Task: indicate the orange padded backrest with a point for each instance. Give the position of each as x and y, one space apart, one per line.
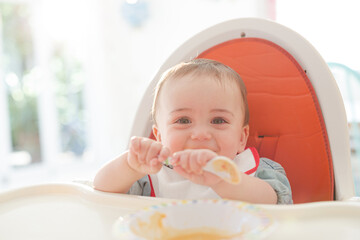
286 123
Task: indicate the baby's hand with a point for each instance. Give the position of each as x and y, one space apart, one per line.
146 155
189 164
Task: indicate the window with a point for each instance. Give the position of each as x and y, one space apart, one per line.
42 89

...

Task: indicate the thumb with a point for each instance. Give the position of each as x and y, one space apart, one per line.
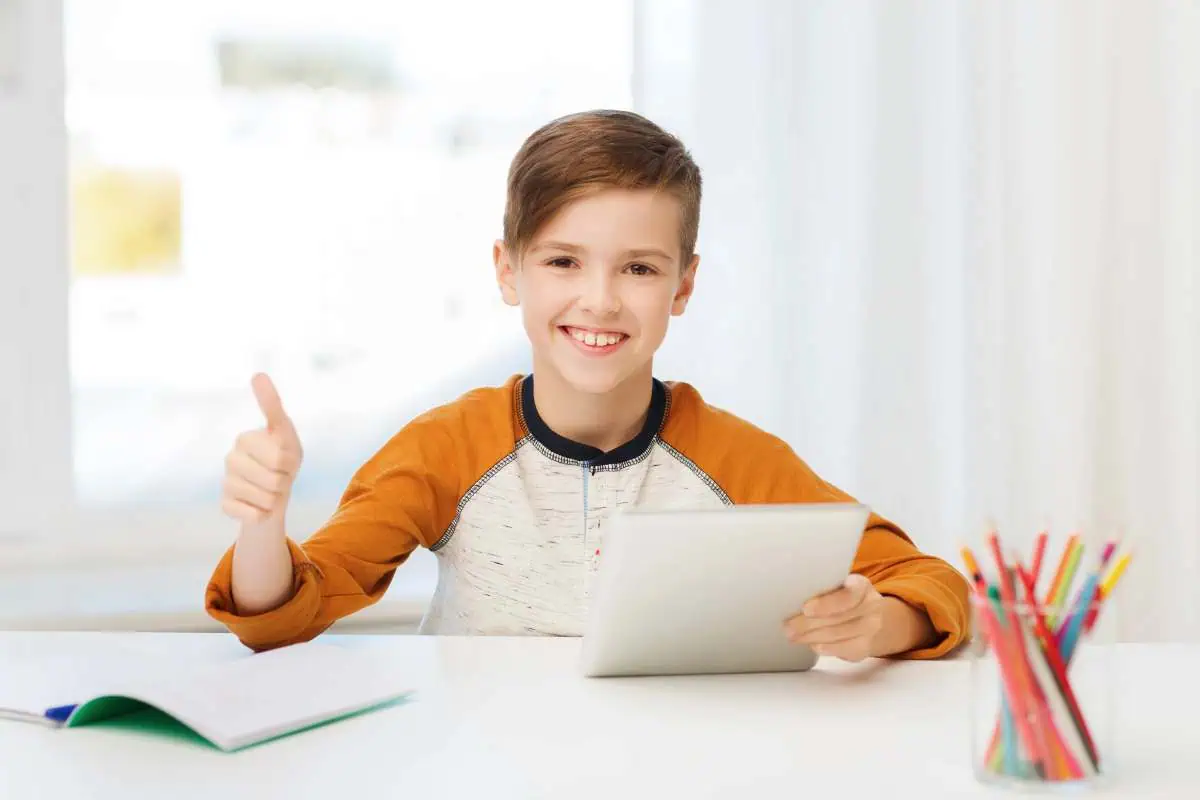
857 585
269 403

Set task — Collect every line of the listing above that contains the word "hand", copying each line in full.

Task solution —
Task: indicate the baby's hand with a point for each instance. Give the position of each as x and y, one space apart, one per line.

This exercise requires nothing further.